What the task requires:
Restate all of the entries exactly. Any picture in them should be skipped.
(Provided records begins)
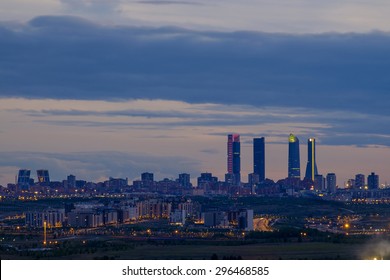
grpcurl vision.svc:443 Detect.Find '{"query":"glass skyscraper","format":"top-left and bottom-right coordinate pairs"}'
top-left (253, 137), bottom-right (265, 182)
top-left (227, 134), bottom-right (241, 184)
top-left (17, 169), bottom-right (31, 190)
top-left (304, 138), bottom-right (318, 181)
top-left (288, 134), bottom-right (301, 179)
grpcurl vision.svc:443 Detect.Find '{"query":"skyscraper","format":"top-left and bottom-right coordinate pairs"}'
top-left (304, 138), bottom-right (318, 181)
top-left (227, 134), bottom-right (240, 184)
top-left (288, 134), bottom-right (300, 179)
top-left (253, 137), bottom-right (265, 182)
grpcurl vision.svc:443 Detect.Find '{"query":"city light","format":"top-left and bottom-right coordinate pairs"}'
top-left (0, 134), bottom-right (389, 261)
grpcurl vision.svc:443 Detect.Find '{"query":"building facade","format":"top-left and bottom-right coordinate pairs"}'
top-left (355, 174), bottom-right (365, 189)
top-left (326, 173), bottom-right (337, 193)
top-left (253, 137), bottom-right (265, 182)
top-left (367, 172), bottom-right (379, 189)
top-left (17, 169), bottom-right (31, 191)
top-left (37, 170), bottom-right (50, 185)
top-left (304, 138), bottom-right (318, 181)
top-left (178, 173), bottom-right (191, 188)
top-left (288, 134), bottom-right (301, 179)
top-left (227, 134), bottom-right (241, 184)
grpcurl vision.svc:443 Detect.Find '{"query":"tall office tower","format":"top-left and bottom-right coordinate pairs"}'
top-left (288, 134), bottom-right (301, 179)
top-left (17, 169), bottom-right (31, 191)
top-left (178, 173), bottom-right (191, 188)
top-left (355, 174), bottom-right (365, 189)
top-left (37, 170), bottom-right (50, 185)
top-left (253, 137), bottom-right (265, 182)
top-left (227, 134), bottom-right (241, 184)
top-left (326, 173), bottom-right (337, 193)
top-left (367, 172), bottom-right (379, 189)
top-left (304, 138), bottom-right (318, 181)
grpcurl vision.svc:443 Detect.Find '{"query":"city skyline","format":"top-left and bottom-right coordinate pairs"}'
top-left (3, 133), bottom-right (388, 188)
top-left (1, 1), bottom-right (390, 187)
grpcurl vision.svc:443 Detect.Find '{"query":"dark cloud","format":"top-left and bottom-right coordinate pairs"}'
top-left (17, 108), bottom-right (260, 120)
top-left (1, 16), bottom-right (390, 150)
top-left (0, 151), bottom-right (200, 183)
top-left (0, 15), bottom-right (389, 115)
top-left (31, 117), bottom-right (276, 128)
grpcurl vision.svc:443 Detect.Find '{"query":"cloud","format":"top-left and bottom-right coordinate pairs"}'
top-left (1, 16), bottom-right (390, 185)
top-left (1, 1), bottom-right (390, 33)
top-left (0, 16), bottom-right (389, 117)
top-left (59, 0), bottom-right (122, 14)
top-left (4, 97), bottom-right (390, 148)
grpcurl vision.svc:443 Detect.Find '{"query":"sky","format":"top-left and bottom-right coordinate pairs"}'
top-left (0, 0), bottom-right (390, 187)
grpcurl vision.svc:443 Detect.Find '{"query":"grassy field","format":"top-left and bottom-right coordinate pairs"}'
top-left (94, 242), bottom-right (361, 260)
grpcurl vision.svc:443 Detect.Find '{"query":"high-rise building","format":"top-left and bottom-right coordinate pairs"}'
top-left (227, 134), bottom-right (240, 184)
top-left (140, 172), bottom-right (154, 190)
top-left (304, 138), bottom-right (318, 181)
top-left (355, 174), bottom-right (365, 189)
top-left (17, 169), bottom-right (31, 191)
top-left (197, 172), bottom-right (218, 188)
top-left (253, 137), bottom-right (265, 182)
top-left (67, 174), bottom-right (76, 189)
top-left (178, 173), bottom-right (191, 188)
top-left (37, 170), bottom-right (50, 185)
top-left (326, 173), bottom-right (337, 193)
top-left (314, 174), bottom-right (325, 191)
top-left (248, 173), bottom-right (260, 186)
top-left (367, 172), bottom-right (379, 189)
top-left (288, 134), bottom-right (300, 179)
top-left (141, 172), bottom-right (154, 183)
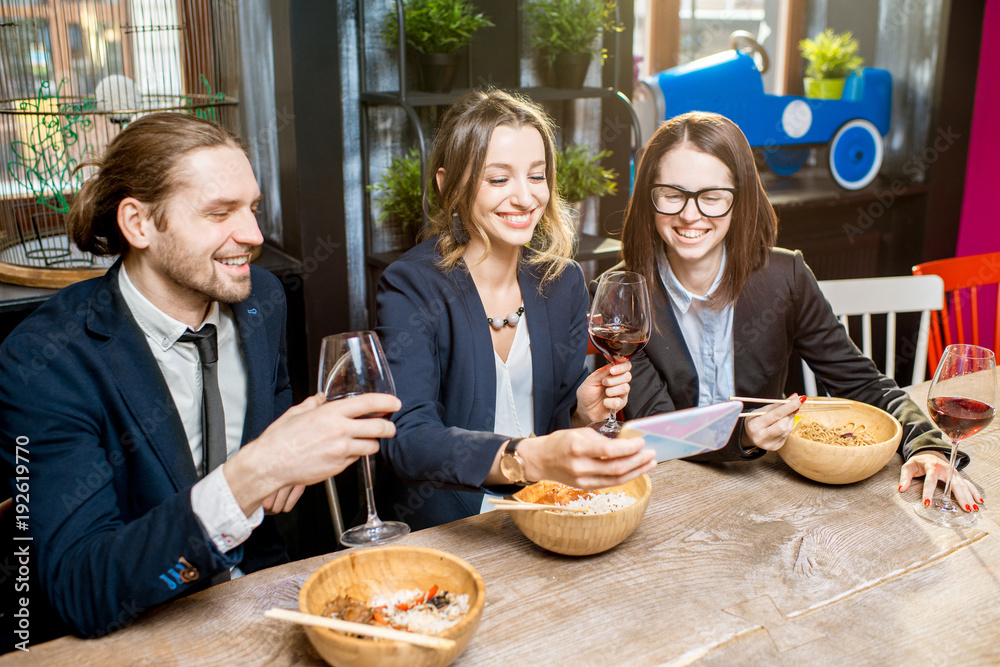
(Provided records ends)
Solution to the problem:
grpcurl vision.svc:443 Detect.Find '{"query":"glass skyscraper","format":"top-left and bottom-right coordinate pairs"}'
top-left (253, 137), bottom-right (265, 182)
top-left (227, 134), bottom-right (241, 184)
top-left (17, 169), bottom-right (31, 190)
top-left (304, 138), bottom-right (318, 181)
top-left (288, 134), bottom-right (301, 179)
grpcurl vision.svc:443 Detect.Find '{"query":"skyscraper","format":"top-left and bottom-right coordinate pairs"}'
top-left (304, 138), bottom-right (318, 181)
top-left (227, 134), bottom-right (240, 184)
top-left (288, 134), bottom-right (300, 179)
top-left (253, 137), bottom-right (265, 182)
grpcurl vision.svc:443 Detect.Find '{"query":"city light","format":"top-left and bottom-right coordinate pairs"}'
top-left (0, 134), bottom-right (389, 261)
grpcurl vision.svc:443 Detect.Find '{"query":"building facade","format":"top-left and bottom-right coordinate pairs"}'
top-left (355, 174), bottom-right (365, 189)
top-left (326, 173), bottom-right (337, 193)
top-left (253, 137), bottom-right (265, 182)
top-left (367, 172), bottom-right (379, 189)
top-left (17, 169), bottom-right (31, 191)
top-left (37, 170), bottom-right (50, 185)
top-left (304, 138), bottom-right (318, 181)
top-left (178, 173), bottom-right (191, 188)
top-left (288, 134), bottom-right (301, 179)
top-left (227, 134), bottom-right (241, 184)
grpcurl vision.svc:443 Detect.Find '{"query":"tall office tower","format":"top-left and bottom-right coordinate pairs"}'
top-left (288, 134), bottom-right (301, 179)
top-left (17, 169), bottom-right (31, 191)
top-left (178, 173), bottom-right (191, 188)
top-left (355, 174), bottom-right (365, 189)
top-left (37, 170), bottom-right (50, 185)
top-left (253, 137), bottom-right (265, 182)
top-left (227, 134), bottom-right (241, 184)
top-left (326, 173), bottom-right (337, 193)
top-left (367, 172), bottom-right (379, 189)
top-left (304, 138), bottom-right (318, 181)
grpcurl vision.svc:443 Detect.Find '{"query":"city skyline","format":"top-left and bottom-right coordinate pairs"}'
top-left (3, 133), bottom-right (388, 188)
top-left (1, 1), bottom-right (390, 187)
grpcurl vision.svc:443 Detect.Find '{"query":"dark cloud","format":"top-left and bottom-right coordinate pairs"}'
top-left (17, 108), bottom-right (260, 120)
top-left (1, 16), bottom-right (390, 150)
top-left (0, 151), bottom-right (200, 183)
top-left (0, 15), bottom-right (389, 115)
top-left (31, 117), bottom-right (276, 128)
grpcurl vision.svc:443 Detect.Find '{"query":"cloud","format":"top-left and bottom-right coordinate pairs"}'
top-left (1, 16), bottom-right (390, 185)
top-left (1, 1), bottom-right (390, 33)
top-left (0, 16), bottom-right (389, 117)
top-left (59, 0), bottom-right (122, 14)
top-left (4, 97), bottom-right (390, 148)
grpcurl vision.svc:443 Detect.Find '{"query":"sky","format":"top-left and bottom-right coordinate pairs"}'
top-left (0, 0), bottom-right (390, 187)
grpcurl vision.svc:443 Detect.Find '{"query":"grassy field","format":"top-left and bottom-right coordinate pairs"}'
top-left (94, 242), bottom-right (361, 260)
grpcurl vision.svc:443 Detect.Find '{"query":"high-rise building","format":"top-left and bottom-right coordinate pairs"}'
top-left (227, 134), bottom-right (240, 184)
top-left (140, 172), bottom-right (154, 190)
top-left (304, 138), bottom-right (318, 181)
top-left (355, 174), bottom-right (365, 189)
top-left (17, 169), bottom-right (31, 191)
top-left (197, 172), bottom-right (218, 188)
top-left (253, 137), bottom-right (265, 182)
top-left (67, 174), bottom-right (76, 189)
top-left (178, 173), bottom-right (191, 188)
top-left (37, 170), bottom-right (50, 185)
top-left (326, 173), bottom-right (337, 193)
top-left (314, 174), bottom-right (325, 191)
top-left (248, 173), bottom-right (260, 186)
top-left (367, 172), bottom-right (379, 189)
top-left (288, 134), bottom-right (300, 179)
top-left (141, 172), bottom-right (154, 183)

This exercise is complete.